### DATA RECORDS ###

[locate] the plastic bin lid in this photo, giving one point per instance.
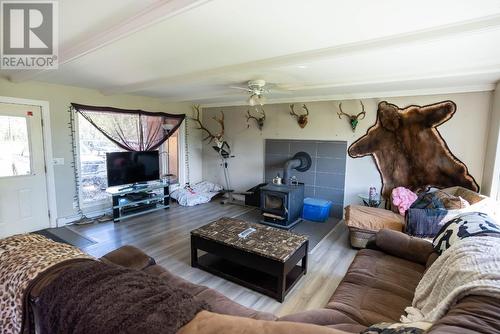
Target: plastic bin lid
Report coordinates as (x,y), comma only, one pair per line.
(316,201)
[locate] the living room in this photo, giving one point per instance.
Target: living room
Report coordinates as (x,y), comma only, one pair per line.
(253,167)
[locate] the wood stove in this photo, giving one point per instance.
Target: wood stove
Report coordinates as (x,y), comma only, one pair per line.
(281,205)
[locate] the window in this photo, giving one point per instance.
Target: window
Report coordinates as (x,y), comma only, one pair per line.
(14,145)
(93,146)
(172,151)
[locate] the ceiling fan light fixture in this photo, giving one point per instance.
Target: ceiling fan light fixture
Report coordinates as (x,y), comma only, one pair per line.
(254,100)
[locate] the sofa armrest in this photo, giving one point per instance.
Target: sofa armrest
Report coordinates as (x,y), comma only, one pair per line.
(403,246)
(129,257)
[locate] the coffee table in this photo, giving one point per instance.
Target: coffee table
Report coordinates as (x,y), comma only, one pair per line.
(265,261)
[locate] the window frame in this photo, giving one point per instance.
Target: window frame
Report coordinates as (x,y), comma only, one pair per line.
(104,205)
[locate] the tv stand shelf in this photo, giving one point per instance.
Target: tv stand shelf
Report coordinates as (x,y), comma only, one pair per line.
(135,200)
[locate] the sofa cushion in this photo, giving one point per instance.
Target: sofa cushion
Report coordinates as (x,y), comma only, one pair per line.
(404,246)
(326,317)
(463,226)
(376,288)
(372,219)
(213,323)
(217,301)
(473,314)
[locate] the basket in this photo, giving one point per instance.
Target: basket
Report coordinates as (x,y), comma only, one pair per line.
(359,238)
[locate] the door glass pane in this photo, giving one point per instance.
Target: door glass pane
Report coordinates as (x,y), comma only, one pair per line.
(14,146)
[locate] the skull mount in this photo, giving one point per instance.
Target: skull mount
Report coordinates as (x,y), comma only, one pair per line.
(301,118)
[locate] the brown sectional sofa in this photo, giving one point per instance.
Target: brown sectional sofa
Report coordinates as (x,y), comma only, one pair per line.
(379,284)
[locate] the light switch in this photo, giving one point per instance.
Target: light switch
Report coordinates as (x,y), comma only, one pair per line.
(58,161)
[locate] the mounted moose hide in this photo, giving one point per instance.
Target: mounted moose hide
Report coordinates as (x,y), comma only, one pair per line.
(409,151)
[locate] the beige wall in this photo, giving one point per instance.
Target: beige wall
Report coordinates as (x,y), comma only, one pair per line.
(491,175)
(60,97)
(465,133)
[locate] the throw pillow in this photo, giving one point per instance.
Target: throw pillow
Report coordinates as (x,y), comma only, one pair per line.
(439,200)
(402,199)
(463,226)
(419,327)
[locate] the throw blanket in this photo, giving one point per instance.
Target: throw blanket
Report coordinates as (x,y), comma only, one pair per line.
(94,297)
(200,193)
(22,258)
(469,267)
(426,223)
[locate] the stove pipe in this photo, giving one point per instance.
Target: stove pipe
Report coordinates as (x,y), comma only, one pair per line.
(300,162)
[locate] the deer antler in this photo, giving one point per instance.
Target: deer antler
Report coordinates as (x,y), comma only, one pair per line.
(353,119)
(259,120)
(362,113)
(305,108)
(293,113)
(221,122)
(210,136)
(342,113)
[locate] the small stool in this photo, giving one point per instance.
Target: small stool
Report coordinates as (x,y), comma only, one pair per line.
(363,222)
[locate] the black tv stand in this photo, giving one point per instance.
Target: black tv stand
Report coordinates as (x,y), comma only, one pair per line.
(132,200)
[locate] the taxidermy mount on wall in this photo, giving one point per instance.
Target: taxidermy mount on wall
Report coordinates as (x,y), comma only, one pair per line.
(259,119)
(353,119)
(218,137)
(409,151)
(301,118)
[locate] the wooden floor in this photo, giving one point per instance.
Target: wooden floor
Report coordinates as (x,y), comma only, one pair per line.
(164,235)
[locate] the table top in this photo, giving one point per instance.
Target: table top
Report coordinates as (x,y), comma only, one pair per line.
(127,189)
(270,242)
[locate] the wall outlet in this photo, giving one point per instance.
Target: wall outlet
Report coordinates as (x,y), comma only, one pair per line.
(58,161)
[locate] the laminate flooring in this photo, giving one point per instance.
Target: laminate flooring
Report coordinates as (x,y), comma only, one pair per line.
(164,235)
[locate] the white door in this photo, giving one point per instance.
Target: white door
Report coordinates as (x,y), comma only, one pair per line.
(23,188)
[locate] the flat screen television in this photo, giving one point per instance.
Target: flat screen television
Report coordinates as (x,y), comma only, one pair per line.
(132,167)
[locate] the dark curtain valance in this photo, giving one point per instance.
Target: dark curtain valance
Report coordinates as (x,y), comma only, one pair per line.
(132,130)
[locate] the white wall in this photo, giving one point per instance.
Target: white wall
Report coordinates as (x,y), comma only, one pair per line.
(60,97)
(465,133)
(491,175)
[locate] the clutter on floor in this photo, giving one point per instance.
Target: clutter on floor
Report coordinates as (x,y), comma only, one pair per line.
(199,193)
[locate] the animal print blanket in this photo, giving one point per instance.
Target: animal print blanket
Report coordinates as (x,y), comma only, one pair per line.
(22,258)
(470,266)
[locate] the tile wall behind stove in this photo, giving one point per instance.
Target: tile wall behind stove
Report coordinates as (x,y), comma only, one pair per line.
(326,177)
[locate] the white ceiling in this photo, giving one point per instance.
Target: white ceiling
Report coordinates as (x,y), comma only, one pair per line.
(194,50)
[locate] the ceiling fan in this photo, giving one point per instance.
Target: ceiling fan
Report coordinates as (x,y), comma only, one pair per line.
(257,89)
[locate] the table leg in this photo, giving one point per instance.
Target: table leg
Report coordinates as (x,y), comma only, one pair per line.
(304,259)
(280,296)
(166,200)
(116,211)
(194,253)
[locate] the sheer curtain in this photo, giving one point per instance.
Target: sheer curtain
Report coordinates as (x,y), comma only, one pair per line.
(132,130)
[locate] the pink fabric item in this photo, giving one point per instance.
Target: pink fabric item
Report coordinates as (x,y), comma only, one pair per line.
(402,199)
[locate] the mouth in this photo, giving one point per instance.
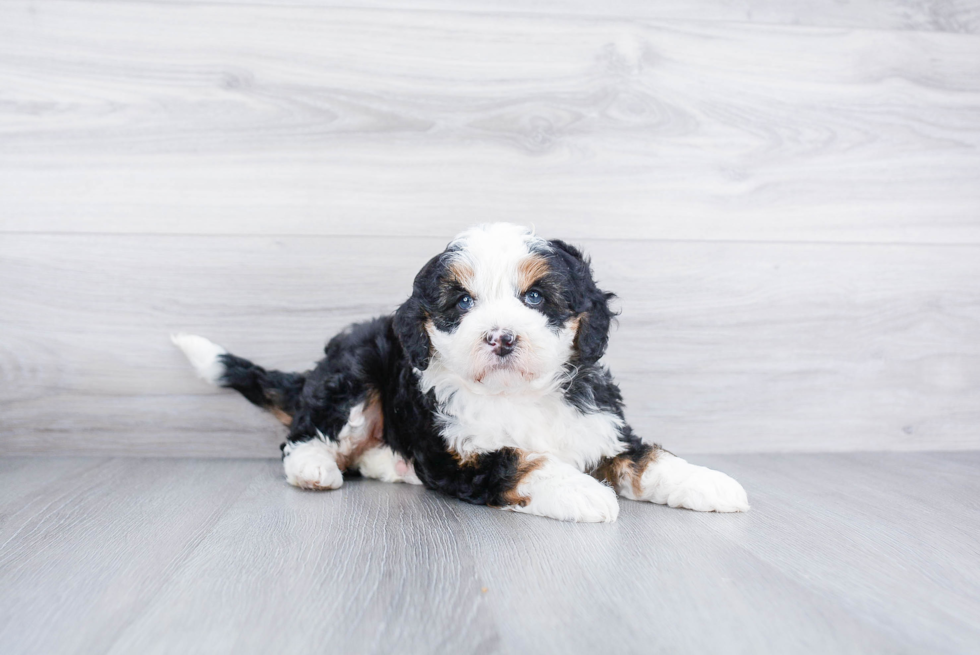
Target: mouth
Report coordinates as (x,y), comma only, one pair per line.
(505,364)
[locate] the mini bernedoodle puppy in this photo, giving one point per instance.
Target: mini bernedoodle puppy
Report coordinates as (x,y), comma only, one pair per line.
(485,384)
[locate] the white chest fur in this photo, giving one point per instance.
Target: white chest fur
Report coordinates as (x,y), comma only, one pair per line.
(537,422)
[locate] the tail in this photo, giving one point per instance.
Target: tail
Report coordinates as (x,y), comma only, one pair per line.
(275,391)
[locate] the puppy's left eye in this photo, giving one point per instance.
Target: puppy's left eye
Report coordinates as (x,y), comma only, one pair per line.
(533,298)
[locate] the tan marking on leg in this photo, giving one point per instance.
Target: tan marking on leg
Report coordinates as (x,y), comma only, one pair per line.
(639,468)
(525,466)
(623,472)
(355,439)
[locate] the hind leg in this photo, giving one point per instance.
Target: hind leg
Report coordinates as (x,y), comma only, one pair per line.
(319,461)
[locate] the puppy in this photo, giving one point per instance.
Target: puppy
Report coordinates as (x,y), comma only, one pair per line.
(485,385)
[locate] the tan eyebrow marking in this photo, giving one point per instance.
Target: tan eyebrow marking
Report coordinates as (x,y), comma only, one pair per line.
(462,272)
(530,270)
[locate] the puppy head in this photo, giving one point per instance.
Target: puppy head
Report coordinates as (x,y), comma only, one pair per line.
(504,310)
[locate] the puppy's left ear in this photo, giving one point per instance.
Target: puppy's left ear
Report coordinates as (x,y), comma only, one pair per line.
(588,301)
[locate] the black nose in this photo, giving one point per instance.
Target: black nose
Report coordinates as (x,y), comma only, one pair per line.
(502,341)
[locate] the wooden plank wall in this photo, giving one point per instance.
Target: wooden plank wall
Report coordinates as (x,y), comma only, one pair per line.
(785,196)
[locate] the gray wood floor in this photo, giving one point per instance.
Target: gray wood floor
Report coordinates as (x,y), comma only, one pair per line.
(841,553)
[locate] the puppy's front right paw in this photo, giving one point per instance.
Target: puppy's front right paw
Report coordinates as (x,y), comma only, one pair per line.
(675,482)
(560,491)
(311,465)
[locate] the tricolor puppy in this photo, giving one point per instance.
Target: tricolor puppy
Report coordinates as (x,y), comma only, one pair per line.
(485,385)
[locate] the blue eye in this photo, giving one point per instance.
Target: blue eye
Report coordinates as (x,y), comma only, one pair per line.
(533,298)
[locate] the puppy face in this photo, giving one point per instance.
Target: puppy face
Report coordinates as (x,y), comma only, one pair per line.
(503,310)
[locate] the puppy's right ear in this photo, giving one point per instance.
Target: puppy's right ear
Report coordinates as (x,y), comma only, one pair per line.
(411,317)
(409,325)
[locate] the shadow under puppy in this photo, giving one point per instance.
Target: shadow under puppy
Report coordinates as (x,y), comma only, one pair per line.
(485,384)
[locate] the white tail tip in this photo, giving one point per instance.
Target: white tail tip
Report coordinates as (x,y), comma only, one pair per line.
(203,355)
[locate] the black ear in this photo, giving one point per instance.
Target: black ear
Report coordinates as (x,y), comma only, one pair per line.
(409,325)
(586,300)
(411,317)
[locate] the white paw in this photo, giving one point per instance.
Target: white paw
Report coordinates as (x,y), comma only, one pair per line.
(673,481)
(312,465)
(381,463)
(560,491)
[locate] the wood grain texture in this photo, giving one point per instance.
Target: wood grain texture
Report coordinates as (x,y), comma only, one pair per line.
(961,16)
(238,118)
(721,347)
(860,553)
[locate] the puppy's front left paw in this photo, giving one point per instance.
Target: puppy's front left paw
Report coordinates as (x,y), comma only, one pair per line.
(673,481)
(559,491)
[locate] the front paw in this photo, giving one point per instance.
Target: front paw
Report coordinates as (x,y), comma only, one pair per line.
(673,481)
(312,465)
(560,491)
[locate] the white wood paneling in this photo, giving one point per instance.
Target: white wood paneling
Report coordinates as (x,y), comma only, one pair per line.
(962,16)
(720,346)
(252,119)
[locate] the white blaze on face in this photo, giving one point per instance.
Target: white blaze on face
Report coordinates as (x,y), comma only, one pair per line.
(493,262)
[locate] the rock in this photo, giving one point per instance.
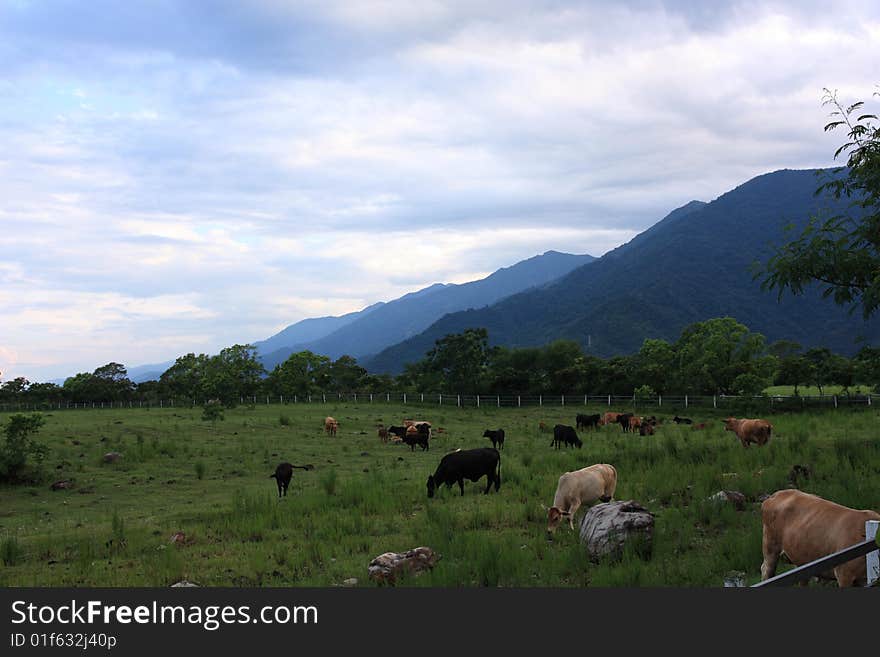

###

## WHAT THE EXERCISE ASKS:
For the material above, reproduce exactly the lines from the line with "[locate] the mini" to the line with "Target: puppy's left eye", inclusive, and exclude all others.

## RESPONSE BOX:
[locate] the mini bernedoodle puppy in this photo, giving one point per instance.
Target: mini bernedoodle puppy
Report coordinates as (x,y), comma only, one pair per line.
(485,384)
[locate] the white chest fur in this photo, giving one point per instance.
Target: white chest fur
Report coordinates as (x,y), comma only, one pair per line.
(537,422)
[locate] the tail in this photo, giving one point per instance.
Target: tail
Report coordinates as (x,y), comma only, one pair per line.
(275,391)
[locate] the puppy's left eye in this photo, giving one point per instance.
Target: puppy's left eye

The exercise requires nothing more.